■ SHORT EXERCISE: Rewrite the Xen bug discussion between "We see several" and "vs by carelessness...", inclusive, updating every "worrying" to "alarming".

■ EXTRACTED TEXT:
........
Xen hypervisor memory corruption due to x86 emulator flaw

xenbits.xen.org

125 points by fwilhelm 11 years ago · 38 comments

Reader

This bug's existence and its patch have already made some worried. From the Qubes OS developers: [1]

    Additional thoughts by Qubes Security Team
    ===========================================
    
    We see several problems that concern us about this vulnerability and
    patching process:
    
    1) It seems really difficult to understand why would anybody design a
    structure like the one shown above, which uses a union to store two,
    RADICALLY DIFFERENTLY TRUSTED data: an internal pointer into
    hypervisor memory and VM-provided UNTRUSTED DATA? Such design decision
    made by one of the core hypervisor developer is certainly worrying.
    We're not sure if it would be more worrying if this was done purposely
    vs by carelessness...
    
    2) We are not entirely convinced if the way Xen Security Team decided
    to address this vulnerability is really optimal, security wise. It
    seems like a more defensive approach would be to get rid of this
    dangerous construct of reusing the same memory for both an internal
    pointer and VM-provided data. Apparently Xen developers believe that
    they can fully understand the code, with all its execution paths, for
    decoding x86 operands. This optimistic attitude seems surprising,
    given the very bug we're discussing today.
    
    3) This lack of defensive programing and perhaps over confidence (in
    ability to fully understand all the code paths) has been demonstrated
    by the Xen Security Team also previously. In the recently released XSA
    109 [2], the official patch also seemed to address the problem much
    earlier in the execution path rather than at the actual offending
    instructions, i.e. those that performed the NULL-dereference. While
    asked specifically about adding at least an additional check on these
    instructions, the Xen developers were unwilling to implement it
    implying potential performance impact.
........
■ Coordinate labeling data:

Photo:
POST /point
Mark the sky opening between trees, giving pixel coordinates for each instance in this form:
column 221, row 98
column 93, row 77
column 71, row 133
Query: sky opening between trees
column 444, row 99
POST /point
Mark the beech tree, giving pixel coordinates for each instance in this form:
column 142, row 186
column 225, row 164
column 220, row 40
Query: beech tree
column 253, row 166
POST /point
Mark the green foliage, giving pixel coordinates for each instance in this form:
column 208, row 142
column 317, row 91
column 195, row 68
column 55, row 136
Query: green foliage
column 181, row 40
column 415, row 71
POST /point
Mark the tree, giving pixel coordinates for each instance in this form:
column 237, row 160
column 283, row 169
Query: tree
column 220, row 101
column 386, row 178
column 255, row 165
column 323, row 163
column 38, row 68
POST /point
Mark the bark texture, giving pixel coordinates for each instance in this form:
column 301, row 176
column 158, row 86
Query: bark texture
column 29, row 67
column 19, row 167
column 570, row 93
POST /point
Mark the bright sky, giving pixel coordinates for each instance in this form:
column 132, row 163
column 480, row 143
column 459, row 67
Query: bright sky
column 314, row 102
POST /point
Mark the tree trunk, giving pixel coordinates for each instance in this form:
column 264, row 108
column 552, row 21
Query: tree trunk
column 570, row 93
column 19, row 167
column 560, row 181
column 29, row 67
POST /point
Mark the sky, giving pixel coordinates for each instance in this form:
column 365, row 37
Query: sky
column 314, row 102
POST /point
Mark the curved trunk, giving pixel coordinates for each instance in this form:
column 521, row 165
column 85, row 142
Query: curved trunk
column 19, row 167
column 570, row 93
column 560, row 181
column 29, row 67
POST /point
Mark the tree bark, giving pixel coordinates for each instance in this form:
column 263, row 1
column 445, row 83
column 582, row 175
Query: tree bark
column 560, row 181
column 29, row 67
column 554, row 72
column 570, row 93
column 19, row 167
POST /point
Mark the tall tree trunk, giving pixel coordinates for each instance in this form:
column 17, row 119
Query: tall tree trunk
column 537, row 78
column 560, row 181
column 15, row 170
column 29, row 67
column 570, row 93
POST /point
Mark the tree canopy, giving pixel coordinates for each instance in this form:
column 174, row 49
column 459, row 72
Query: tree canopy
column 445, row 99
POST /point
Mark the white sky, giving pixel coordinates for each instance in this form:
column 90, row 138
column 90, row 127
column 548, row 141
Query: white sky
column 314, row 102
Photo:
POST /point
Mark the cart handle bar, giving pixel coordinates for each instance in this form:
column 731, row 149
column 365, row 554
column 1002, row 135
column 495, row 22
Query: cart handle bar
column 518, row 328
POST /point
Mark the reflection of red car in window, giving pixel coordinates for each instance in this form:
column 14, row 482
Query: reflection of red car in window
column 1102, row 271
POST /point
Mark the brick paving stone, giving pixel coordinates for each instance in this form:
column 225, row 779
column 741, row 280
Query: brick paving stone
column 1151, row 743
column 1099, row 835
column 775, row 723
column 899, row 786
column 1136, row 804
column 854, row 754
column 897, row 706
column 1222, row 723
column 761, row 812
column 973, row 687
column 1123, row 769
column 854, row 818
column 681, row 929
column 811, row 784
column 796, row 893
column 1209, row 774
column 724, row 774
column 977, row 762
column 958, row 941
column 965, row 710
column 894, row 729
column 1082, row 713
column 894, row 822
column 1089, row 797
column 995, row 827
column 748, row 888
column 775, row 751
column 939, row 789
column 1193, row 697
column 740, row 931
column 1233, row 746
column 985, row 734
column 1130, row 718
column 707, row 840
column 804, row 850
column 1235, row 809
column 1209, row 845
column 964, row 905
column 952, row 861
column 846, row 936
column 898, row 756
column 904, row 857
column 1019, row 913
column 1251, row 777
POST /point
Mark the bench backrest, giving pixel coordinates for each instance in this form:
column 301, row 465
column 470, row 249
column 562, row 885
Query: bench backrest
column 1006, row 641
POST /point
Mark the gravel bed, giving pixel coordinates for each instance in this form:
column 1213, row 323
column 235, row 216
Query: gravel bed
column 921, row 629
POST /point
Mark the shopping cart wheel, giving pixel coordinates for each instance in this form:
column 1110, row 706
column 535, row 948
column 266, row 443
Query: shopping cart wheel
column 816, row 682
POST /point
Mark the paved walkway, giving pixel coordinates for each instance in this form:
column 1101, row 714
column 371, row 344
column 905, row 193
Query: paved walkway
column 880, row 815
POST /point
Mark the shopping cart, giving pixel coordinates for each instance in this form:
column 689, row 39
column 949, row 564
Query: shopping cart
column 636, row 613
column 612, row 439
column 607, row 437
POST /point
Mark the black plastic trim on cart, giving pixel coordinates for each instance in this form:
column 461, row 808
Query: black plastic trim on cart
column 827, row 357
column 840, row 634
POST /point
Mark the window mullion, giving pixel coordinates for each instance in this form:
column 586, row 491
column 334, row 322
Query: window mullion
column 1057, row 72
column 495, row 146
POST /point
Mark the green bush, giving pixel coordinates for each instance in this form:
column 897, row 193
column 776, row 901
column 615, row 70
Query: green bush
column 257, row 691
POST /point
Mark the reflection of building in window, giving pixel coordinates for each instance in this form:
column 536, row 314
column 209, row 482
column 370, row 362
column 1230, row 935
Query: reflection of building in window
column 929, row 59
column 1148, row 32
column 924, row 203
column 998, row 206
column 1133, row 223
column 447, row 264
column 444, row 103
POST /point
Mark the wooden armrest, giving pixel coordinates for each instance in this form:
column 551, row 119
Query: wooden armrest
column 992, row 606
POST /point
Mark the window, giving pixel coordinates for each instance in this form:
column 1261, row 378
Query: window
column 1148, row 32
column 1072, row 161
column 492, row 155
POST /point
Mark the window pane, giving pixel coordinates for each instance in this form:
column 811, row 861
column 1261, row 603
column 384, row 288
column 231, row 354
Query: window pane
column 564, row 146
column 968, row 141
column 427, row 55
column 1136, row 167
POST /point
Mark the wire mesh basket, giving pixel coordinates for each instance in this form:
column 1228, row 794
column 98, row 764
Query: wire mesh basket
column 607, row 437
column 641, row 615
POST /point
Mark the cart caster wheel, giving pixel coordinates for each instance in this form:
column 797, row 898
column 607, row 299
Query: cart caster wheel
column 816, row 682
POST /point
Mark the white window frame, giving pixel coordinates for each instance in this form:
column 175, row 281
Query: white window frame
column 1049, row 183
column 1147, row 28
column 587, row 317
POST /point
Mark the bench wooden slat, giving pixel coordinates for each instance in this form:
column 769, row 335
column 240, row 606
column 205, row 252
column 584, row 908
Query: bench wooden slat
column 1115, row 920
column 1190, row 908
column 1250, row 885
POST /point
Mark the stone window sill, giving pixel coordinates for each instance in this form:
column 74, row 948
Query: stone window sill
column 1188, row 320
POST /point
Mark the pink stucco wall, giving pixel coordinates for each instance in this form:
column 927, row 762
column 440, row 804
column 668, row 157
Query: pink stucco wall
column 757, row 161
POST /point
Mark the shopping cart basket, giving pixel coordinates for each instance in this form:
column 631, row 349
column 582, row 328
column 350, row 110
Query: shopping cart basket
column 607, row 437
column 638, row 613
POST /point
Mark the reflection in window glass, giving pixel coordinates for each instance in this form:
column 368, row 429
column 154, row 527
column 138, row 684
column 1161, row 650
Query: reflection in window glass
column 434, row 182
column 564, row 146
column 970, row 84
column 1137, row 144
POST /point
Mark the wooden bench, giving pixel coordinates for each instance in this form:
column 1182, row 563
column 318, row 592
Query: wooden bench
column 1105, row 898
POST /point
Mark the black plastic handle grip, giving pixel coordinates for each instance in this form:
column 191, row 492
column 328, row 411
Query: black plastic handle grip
........
■ OUTPUT:
We see several problems that concern us about this vulnerability and
    patching process:
    
    1) It seems really difficult to understand why would anybody design a
    structure like the one shown above, which uses a union to store two,
    RADICALLY DIFFERENTLY TRUSTED data: an internal pointer into
    hypervisor memory and VM-provided UNTRUSTED DATA? Such design decision
    made by one of the core hypervisor developer is certainly alarming.
    We're not sure if it would be more alarming if this was done purposely
    vs by carelessness...